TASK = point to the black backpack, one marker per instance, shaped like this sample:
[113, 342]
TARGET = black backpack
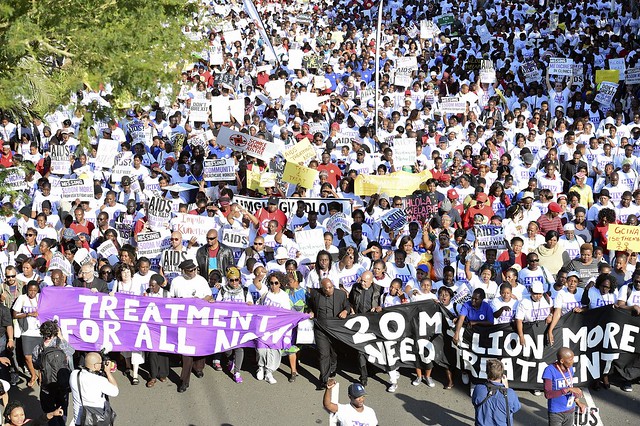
[55, 368]
[492, 390]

--------------------

# EXERCISE DETAILS:
Turn the data above into a Markdown table with the columns "Row" and "Data line," giving each line its own numbered row and skipping blank lines. Leave the pictures out.

# COMPLETE RESPONSE:
| Row | Data line |
|---|---|
| 1 | TASK = point to the black backpack, one marker per instance, shaped like this sample: |
| 2 | [113, 342] |
| 3 | TARGET = black backpack |
| 4 | [55, 368] |
| 5 | [492, 390] |